# TEXT SEGMENT:

Lol, I am a very committed supporter of long comments! 🙂
Thanks Christine!
It wasn’t Augustine but John Chrysostom who had the pen-pal (I think her name was Olympia, but I’m not sure).
My problem with Puritan-Victorian sex ethics is the pall it casts, and much of Anglo-American sexual dysfunction comes as a reversal, but not a paradigm shift. So, for example, the sexuality of touch, inbedded in our “gut-reaction” culture, is an outreach of this. Whether we’re allergic to it, or embrace it, we’re doing in a subtle subliminal understanding that touch = sexual. It may not be apparent, and this is not lumping personal idiosyncrasies. But why are some societies permissive with their dancing styles, but for Anglo-Americans (maybe Western generally), there’s a sense that dancing has a sexual-eroticism to it, whether you like that or not. Per Foccault, the Sexual Revolution is not a revolution, but a reaction.
I’m not saying other places and times did not have problems, whether similar or different. All I’m saying is this above colors our ability to relate as different sexes. So I’m not upset with the Puritans or the Victorians per se, I’m marking out what may be our gut reactions. It’s just being aware without self-deceit. Some may be worth overturning (e.g. fear of being thought “homosexual” for having close same-sex friends, allergy to hugs, kisses from same/opposite sex), others should be taken as cautions (i.e. spending time privately alone with someone of the opposite sex as conceptual courting/dating).

# DATASET CONTENT:
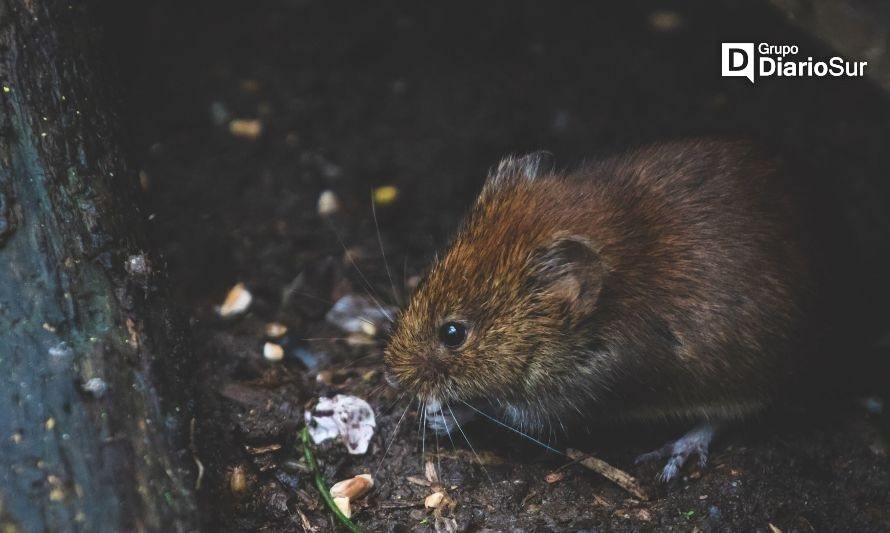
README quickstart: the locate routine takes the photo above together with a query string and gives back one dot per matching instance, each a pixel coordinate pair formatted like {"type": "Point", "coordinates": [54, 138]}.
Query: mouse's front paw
{"type": "Point", "coordinates": [677, 452]}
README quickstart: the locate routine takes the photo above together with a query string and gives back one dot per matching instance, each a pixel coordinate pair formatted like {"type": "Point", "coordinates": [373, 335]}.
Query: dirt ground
{"type": "Point", "coordinates": [425, 97]}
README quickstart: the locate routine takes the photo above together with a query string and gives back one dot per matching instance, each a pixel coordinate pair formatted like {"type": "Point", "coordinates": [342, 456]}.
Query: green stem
{"type": "Point", "coordinates": [320, 484]}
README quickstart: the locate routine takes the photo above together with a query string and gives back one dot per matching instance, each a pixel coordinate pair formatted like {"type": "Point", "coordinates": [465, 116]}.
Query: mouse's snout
{"type": "Point", "coordinates": [421, 373]}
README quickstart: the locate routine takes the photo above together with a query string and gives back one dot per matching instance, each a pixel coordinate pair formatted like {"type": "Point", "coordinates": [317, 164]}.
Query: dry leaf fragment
{"type": "Point", "coordinates": [554, 477]}
{"type": "Point", "coordinates": [237, 301]}
{"type": "Point", "coordinates": [246, 128]}
{"type": "Point", "coordinates": [615, 475]}
{"type": "Point", "coordinates": [342, 503]}
{"type": "Point", "coordinates": [353, 488]}
{"type": "Point", "coordinates": [385, 195]}
{"type": "Point", "coordinates": [434, 500]}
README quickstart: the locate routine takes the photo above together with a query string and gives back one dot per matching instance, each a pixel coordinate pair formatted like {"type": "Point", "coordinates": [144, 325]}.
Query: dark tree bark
{"type": "Point", "coordinates": [93, 402]}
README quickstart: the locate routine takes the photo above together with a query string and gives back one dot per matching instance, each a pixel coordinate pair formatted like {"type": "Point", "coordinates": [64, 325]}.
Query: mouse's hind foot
{"type": "Point", "coordinates": [695, 442]}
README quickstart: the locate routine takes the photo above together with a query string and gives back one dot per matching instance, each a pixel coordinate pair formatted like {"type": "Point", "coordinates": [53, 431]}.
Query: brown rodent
{"type": "Point", "coordinates": [668, 282]}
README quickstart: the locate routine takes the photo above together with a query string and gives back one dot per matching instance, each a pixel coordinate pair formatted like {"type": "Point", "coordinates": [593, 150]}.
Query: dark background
{"type": "Point", "coordinates": [427, 97]}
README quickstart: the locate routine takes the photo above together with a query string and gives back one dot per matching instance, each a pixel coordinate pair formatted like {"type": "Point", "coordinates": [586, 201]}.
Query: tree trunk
{"type": "Point", "coordinates": [93, 398]}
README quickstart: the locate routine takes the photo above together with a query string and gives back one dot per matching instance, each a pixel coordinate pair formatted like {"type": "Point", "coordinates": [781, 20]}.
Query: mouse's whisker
{"type": "Point", "coordinates": [511, 428]}
{"type": "Point", "coordinates": [392, 439]}
{"type": "Point", "coordinates": [372, 294]}
{"type": "Point", "coordinates": [378, 390]}
{"type": "Point", "coordinates": [478, 459]}
{"type": "Point", "coordinates": [392, 284]}
{"type": "Point", "coordinates": [445, 421]}
{"type": "Point", "coordinates": [423, 439]}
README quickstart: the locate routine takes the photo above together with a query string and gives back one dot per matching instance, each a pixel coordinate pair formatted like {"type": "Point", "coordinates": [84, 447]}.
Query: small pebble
{"type": "Point", "coordinates": [96, 386]}
{"type": "Point", "coordinates": [273, 352]}
{"type": "Point", "coordinates": [328, 203]}
{"type": "Point", "coordinates": [274, 330]}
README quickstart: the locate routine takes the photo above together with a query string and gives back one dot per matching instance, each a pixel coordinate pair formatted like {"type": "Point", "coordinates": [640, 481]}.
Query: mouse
{"type": "Point", "coordinates": [670, 282]}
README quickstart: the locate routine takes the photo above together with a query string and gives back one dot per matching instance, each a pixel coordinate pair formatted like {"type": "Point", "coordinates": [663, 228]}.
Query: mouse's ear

# TASK REQUIREMENTS:
1. Does each statement below agree with the comment on Puritan-Victorian sex ethics? For each, answer yes or no and quote the deciding words of the comment. (a) The writer attributes the pen-pal to Augustine. (b) The writer describes the Sexual Revolution as a reaction rather than a revolution. (c) The writer counts spending time privately alone with someone of the opposite sex among the reactions worth overturning.
2. Carry on the comment on Puritan-Victorian sex ethics, beginning after its final sentence.
The lines have no connection to the text.

# RESPONSE LIST:
1.
(a) No: "It wasn’t Augustine but John Chrysostom who had the pen-pal"
(b) Yes: "Per Foccault, the Sexual Revolution is not a revolution, but a reaction."
(c) No: "others should be taken as cautions (i.e. spending time privately alone with someone of the opposite sex as conceptual courting/dating)"

2.
I’m not anti rules. I just want to make sure the rule makes sense and doesn’t smother out things that make us truly Human, but, on the other hand, uphold redeemed relationships. Particularly allergy to touch. It’s hard to maintain friendship without the bodily component. Due to the hetero-homo sexual construction with sexuality as identity, we’re constrained to fear too close same-sex relations. It’s for this reason that marriage is hyper-idealized as the sole, ultimate, and deep companionate institution. Where does that leave widows, celibates, unmarrieds etc.? And not only that, but think of all the lonely marriages or divorce that are due to over-weighing marriage. If you didn’t find your soul-mate, or your partner doesn’t complete you in the ways you want, what are you to do but feel miserable or seek it elsewhere, being driven by a fantasy?
Especially the latter problem: some chalk this focus as idolatry which can only be remedied by a return to God. It’s true some marriages devolve down towards an idolatry of the person or the institution. But it’s not only that. Not everyone thinks their spouse is to be everything, just something. “I didn’t think marriage would complete my life, but why can’t she just do x,y,z or be a,b,c?” Well maybe marriage is not a companionate institution (though being married to a companion is a great blessing). Maybe we still need friends too. But how are we do have deeply satisfying friendships if we bodily cut off? There’s something a touch, a hug, an embrace, side to side, head to head, that can’t be communicated by word alone.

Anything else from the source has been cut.